### 所给文本:
::::::::
锚框匹配：宽高比在阈值内（默认4.0）的锚框才会匹配
跨网格预测：允许相邻格子的锚框也参与，增加正样本数量
多层预测：每个目标可能在多个检测层被预测

6. 训练过程

6.1 数据准备

数据格式（YOLO格式）：

# 图像文件: images/train/img1.jpg
# 标签文件: labels/train/img1.txt

# 标签格式（每行一个目标）：
class_id x_center y_center width height

示例：

0 0.5 0.5 0.3 0.4  # 类别0，中心(0.5, 0.5)，宽0.3，高0.4（归一化坐标）
2 0.2 0.3 0.1 0.15 # 类别2，中心(0.2, 0.3)，宽0.1，高0.15

6.2 数据增强

YOLOv5使用多种数据增强技术：

1. Mosaic增强：

# 将4张图像拼接成一张
# ┌─────┬─────┐
# │ img1│ img2│
# ├─────┼─────┤
# │ img3│ img4│
# └─────┴─────┘

优势：

增加小目标数量
增加背景多样性
减少GPU数量需求（batch_size可以变相增大）

2. 其他增强：

Random Flip（随机翻转）
Random Scale（随机缩放）
Random Crop（随机裁剪）
Random HSV（色彩抖动）
MixUp
CutOut

6.3 训练配置

超参数文件示例 (hyp.yaml)：

# 优化器参数
lr0: 0.01          # 初始学习率
lrf: 0.1           # 最终学习率 (lr0 * lrf)
::::::::
### 任务:
接着上面这篇YOLOv5训练说明的最后一行往下续写。

### 数据:
::::::::
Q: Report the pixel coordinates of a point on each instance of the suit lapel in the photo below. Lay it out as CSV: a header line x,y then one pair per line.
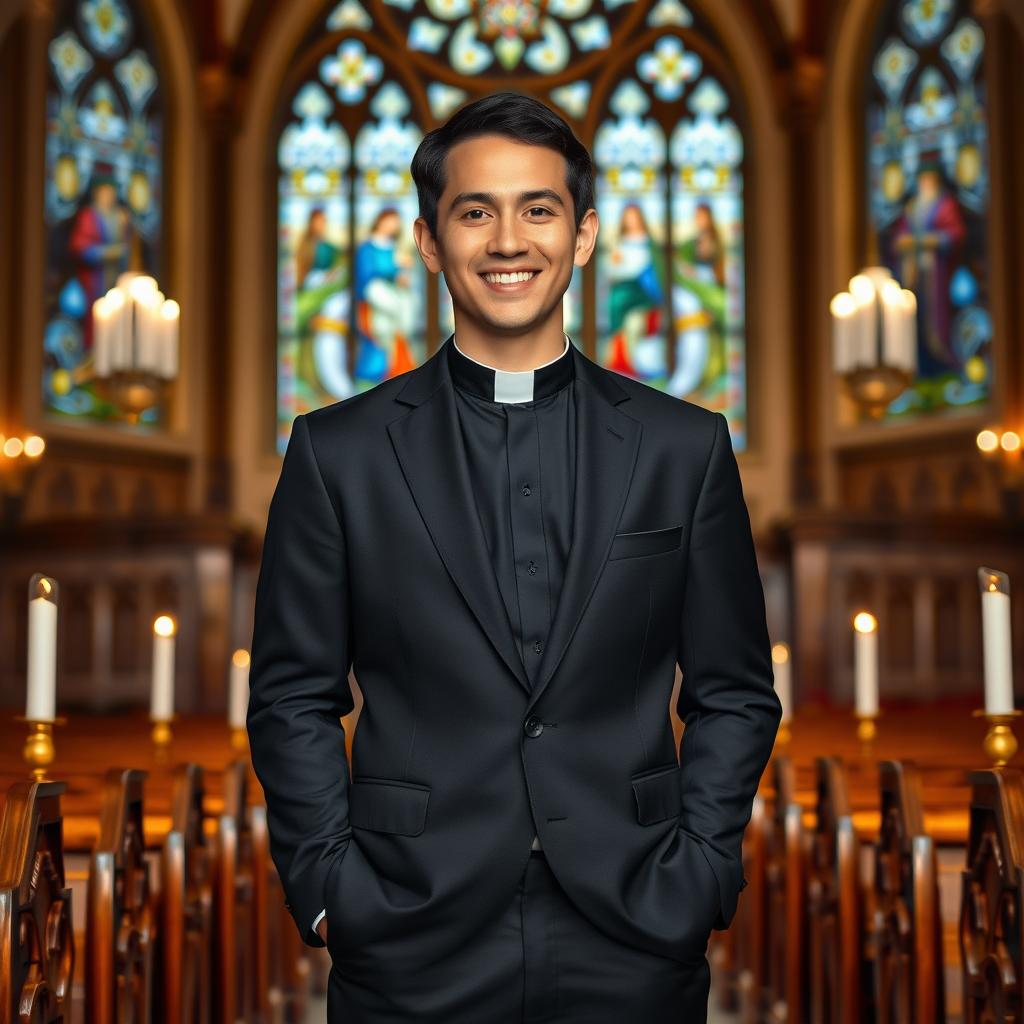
::::::::
### 回应:
momentum: 0.937    # SGD momentum
weight_decay: 0.0005  # 权重衰减

# 损失权重
box: 0.05          # box loss权重
cls: 0.5           # class loss权重
obj: 1.0           # object loss权重

# 锚框参数
anchor_t: 4.0      # 锚框匹配阈值

# 增强参数
hsv_h: 0.015       # HSV-Hue增强
hsv_s: 0.7         # HSV-Saturation增强
hsv_v: 0.4         # HSV-Value增强
degrees: 0.0       # 旋转角度
translate: 0.1     # 平移
scale: 0.5         # 缩放
shear: 0.0         # 剪切
perspective: 0.0   # 透视变换
flipud: 0.0        # 上下翻转概率
fliplr: 0.5        # 左右翻转概率
mosaic: 1.0        # mosaic增强概率
mixup: 0.0         # mixup增强概率

6.4 训练流程

完整训练代码框架：

def train(hyp, opt):
    """
    YOLOv5训练主函数
    
    hyp: 超参数字典
    opt: 训练选项
    """
    # ==================== 1. 初始化 ====================
    # 设置随机种子
    torch.manual_seed(0)
    
    # 选择设备
    device = select_device(opt.device)
    
    # 创建模型
    model = Model(opt.cfg, ch=3, nc=opt.nc).to(device)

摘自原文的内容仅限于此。